The Syria Turkmen Bloc () or Syrian Turkmen National Bloc (), is one of the two major opposition movements of Syrian Turkmens. The party is headed by Yusuf Molla.

The party was founded in Istanbul in February 2012. Still in the foundation phase, it suffered an early split, leading to the emergence of the Syrian Democratic Turkmen Movement. A reconciliatory meeting in December 2012 laid the grounds to the formation of the Syrian Turkmen Assembly. Since then, the Syrian Turkmen Bloc focussed on its remaining strongholds in Latakia and Bayır-Bucak, while the Syrian Democratic Turkmen Movement focusses on Aleppo.

The founding conference was supported by Mazlum-Der, a foundation linked to the Turkish AKP. After its foundation, the party joined the National Change Current (a coalition of smaller opposition parties). The representatives of the Syria Turkmen Bloc participated in the meetings for the Syrian Turkmen Assembly.

Required work:
1. Extract the stretch of the Syria Turkmen Bloc article from "The Syria Turkmen Bloc ()" through "focusses on Aleppo.", copying it word for word.
2. Which places are named in the Syria Turkmen Bloc article? List every one.
3. Write what comes next in the Syria Turkmen Bloc article, picking up after its final sentence.

Data:
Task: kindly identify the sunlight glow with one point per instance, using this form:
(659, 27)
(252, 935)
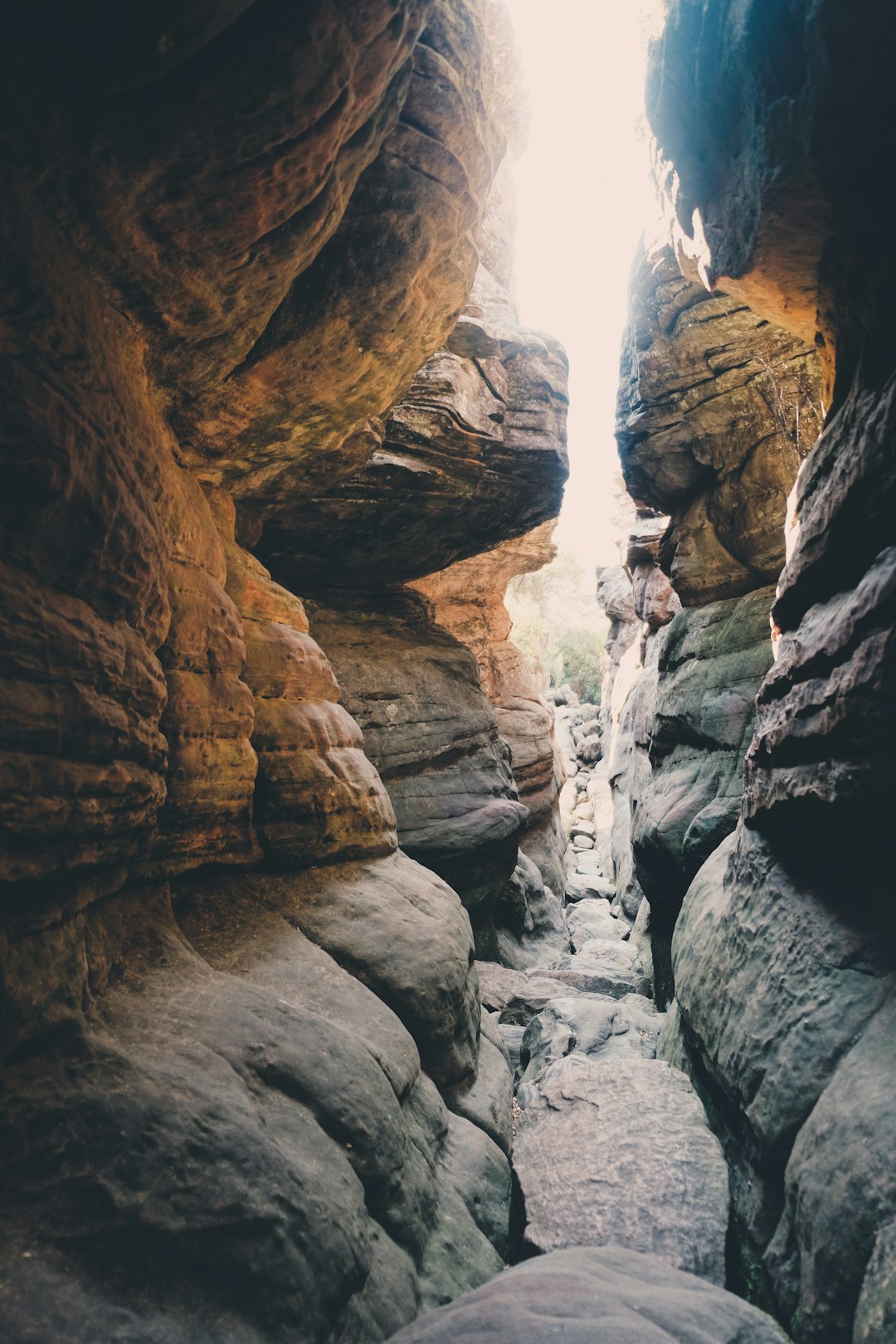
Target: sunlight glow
(583, 199)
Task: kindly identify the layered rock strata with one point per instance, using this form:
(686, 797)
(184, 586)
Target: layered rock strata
(434, 738)
(791, 913)
(468, 600)
(590, 1292)
(718, 407)
(247, 1088)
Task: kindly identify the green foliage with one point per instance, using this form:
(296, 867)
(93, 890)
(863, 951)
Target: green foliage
(583, 660)
(558, 626)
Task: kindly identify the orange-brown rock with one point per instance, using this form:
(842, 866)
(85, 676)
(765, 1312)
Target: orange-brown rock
(468, 600)
(221, 1098)
(716, 410)
(772, 173)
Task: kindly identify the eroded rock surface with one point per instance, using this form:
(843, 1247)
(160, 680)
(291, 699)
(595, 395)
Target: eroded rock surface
(468, 600)
(596, 1292)
(793, 912)
(230, 1001)
(434, 739)
(718, 407)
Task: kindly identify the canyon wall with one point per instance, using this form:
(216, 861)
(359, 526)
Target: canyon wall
(249, 1092)
(762, 765)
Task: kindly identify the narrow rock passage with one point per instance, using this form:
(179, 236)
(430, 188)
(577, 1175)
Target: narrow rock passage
(611, 1144)
(621, 1185)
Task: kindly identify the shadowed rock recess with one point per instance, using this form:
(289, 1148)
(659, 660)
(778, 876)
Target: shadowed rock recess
(286, 903)
(752, 776)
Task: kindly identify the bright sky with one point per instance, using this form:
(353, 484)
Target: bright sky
(583, 199)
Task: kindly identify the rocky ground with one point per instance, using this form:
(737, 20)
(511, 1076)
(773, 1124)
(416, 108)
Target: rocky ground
(621, 1186)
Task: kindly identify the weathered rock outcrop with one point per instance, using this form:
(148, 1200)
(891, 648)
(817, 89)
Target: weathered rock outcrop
(791, 914)
(718, 407)
(468, 600)
(230, 236)
(434, 739)
(592, 1293)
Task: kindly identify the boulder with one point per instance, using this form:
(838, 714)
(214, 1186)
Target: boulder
(617, 1148)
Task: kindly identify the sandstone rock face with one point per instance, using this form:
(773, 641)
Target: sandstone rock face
(475, 452)
(434, 738)
(716, 410)
(597, 1292)
(468, 600)
(257, 1108)
(793, 914)
(709, 667)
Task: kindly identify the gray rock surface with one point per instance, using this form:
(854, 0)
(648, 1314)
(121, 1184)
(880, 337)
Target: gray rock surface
(589, 1025)
(709, 668)
(529, 921)
(592, 1294)
(618, 1148)
(434, 738)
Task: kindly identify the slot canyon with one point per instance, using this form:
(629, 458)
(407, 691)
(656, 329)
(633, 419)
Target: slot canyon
(356, 984)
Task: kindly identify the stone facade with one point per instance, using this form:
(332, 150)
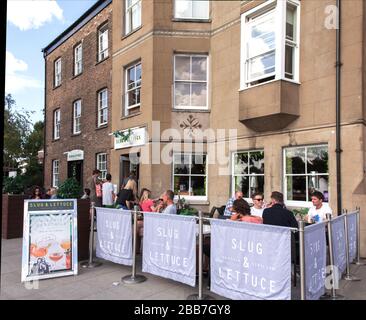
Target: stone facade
(85, 86)
(310, 118)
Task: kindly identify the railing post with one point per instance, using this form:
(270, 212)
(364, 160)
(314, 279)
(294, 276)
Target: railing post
(358, 261)
(200, 295)
(134, 278)
(334, 295)
(302, 258)
(90, 263)
(348, 275)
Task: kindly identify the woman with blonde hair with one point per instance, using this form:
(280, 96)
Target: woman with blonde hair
(125, 197)
(146, 203)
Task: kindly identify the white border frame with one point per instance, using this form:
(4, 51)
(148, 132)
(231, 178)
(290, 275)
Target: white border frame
(190, 198)
(280, 13)
(207, 81)
(297, 203)
(26, 244)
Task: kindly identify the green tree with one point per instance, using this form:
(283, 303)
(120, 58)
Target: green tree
(33, 143)
(16, 129)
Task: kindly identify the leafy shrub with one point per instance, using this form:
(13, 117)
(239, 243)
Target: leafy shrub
(69, 189)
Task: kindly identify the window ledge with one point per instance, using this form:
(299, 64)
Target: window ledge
(273, 80)
(77, 75)
(131, 32)
(100, 61)
(131, 115)
(197, 20)
(298, 204)
(103, 126)
(191, 110)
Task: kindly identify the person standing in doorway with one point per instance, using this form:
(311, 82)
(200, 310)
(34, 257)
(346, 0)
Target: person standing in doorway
(108, 192)
(92, 183)
(258, 207)
(317, 213)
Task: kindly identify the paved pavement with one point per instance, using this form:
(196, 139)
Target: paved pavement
(104, 283)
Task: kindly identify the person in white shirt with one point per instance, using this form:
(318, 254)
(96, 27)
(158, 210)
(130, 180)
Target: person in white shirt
(168, 200)
(317, 213)
(258, 205)
(108, 192)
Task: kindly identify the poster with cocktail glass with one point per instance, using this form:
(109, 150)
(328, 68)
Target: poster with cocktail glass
(49, 239)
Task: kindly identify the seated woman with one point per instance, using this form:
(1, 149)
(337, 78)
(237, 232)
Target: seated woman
(241, 212)
(125, 198)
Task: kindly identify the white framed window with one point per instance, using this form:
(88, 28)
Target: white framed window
(102, 164)
(247, 172)
(190, 175)
(78, 59)
(57, 67)
(103, 43)
(76, 117)
(55, 173)
(133, 89)
(190, 81)
(305, 170)
(132, 15)
(56, 124)
(191, 9)
(102, 107)
(270, 40)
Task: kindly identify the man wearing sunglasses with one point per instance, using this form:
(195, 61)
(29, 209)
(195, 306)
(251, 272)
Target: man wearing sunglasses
(229, 204)
(258, 204)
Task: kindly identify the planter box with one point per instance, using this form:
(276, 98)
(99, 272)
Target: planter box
(13, 214)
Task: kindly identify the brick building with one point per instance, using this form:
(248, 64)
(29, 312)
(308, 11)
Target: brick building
(265, 69)
(77, 103)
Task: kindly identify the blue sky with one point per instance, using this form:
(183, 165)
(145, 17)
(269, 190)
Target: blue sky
(32, 25)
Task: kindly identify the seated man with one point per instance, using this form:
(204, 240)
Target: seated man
(277, 215)
(319, 210)
(168, 203)
(229, 204)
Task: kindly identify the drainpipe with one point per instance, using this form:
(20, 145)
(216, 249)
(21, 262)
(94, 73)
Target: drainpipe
(338, 108)
(45, 113)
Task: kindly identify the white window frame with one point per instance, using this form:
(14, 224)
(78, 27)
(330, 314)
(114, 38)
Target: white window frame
(56, 124)
(297, 203)
(135, 88)
(128, 15)
(102, 164)
(58, 70)
(78, 59)
(102, 107)
(192, 81)
(76, 112)
(191, 17)
(233, 175)
(280, 10)
(55, 173)
(190, 197)
(102, 39)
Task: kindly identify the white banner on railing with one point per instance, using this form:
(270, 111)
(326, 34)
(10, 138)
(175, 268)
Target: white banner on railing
(315, 260)
(250, 261)
(114, 235)
(352, 235)
(169, 247)
(339, 244)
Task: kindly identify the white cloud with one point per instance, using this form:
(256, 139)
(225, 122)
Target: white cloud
(16, 80)
(32, 14)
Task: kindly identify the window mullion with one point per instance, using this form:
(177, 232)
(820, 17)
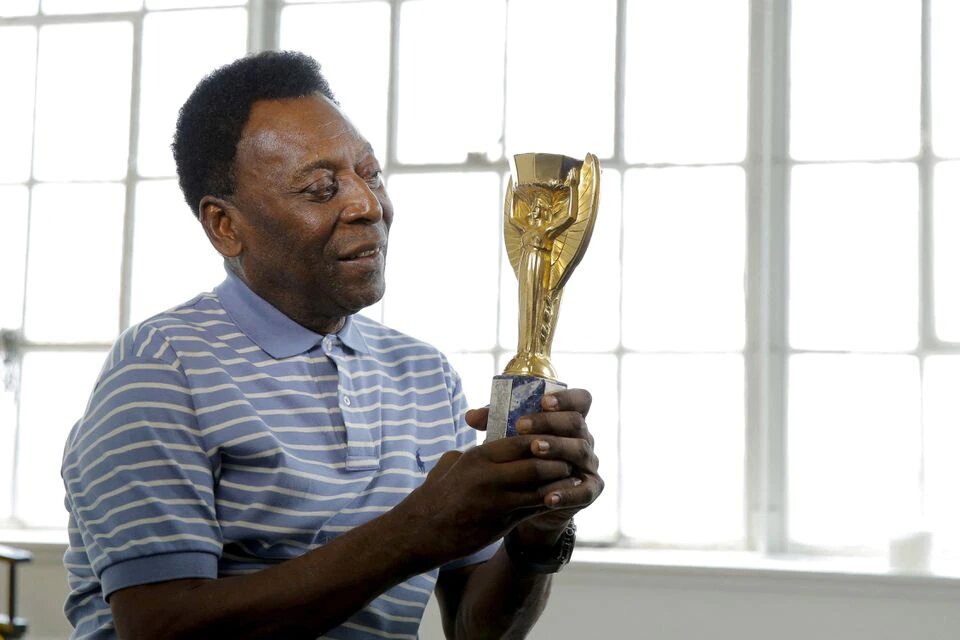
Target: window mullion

Final answers:
1.
The Syria Turkmen Bloc () or Syrian Turkmen National Bloc (), is one of the two major opposition movements of Syrian Turkmens. The party is headed by Yusuf Molla.

The party was founded in Istanbul in February 2012. Still in the foundation phase, it suffered an early split, leading to the emergence of the Syrian Democratic Turkmen Movement. A reconciliatory meeting in December 2012 laid the grounds to the formation of the Syrian Turkmen Assembly. Since then, the Syrian Turkmen Bloc focussed on its remaining strongholds in Latakia and Bayır-Bucak, while the Syrian Democratic Turkmen Movement focusses on Aleppo.

2. Istanbul, Latakia, Bayır-Bucak, Aleppo

3.
The Syria Turkmen Bloc is also associated with the Turkmen troops of Nurettin Zengi, Zahir Baybars, Al Huva Billa, Yavuz Sultan Selim, Sultan Mehmet the Conqueror, Memduh Colha, Bin Tamime, Katip Al Mustafa, Firsan Tevhid, Sukur ul Turkmen (Turkmen Falcons), which are all under the control of Brigade of Turkmen Mountain led by Muhammad Awad in the Latakia province.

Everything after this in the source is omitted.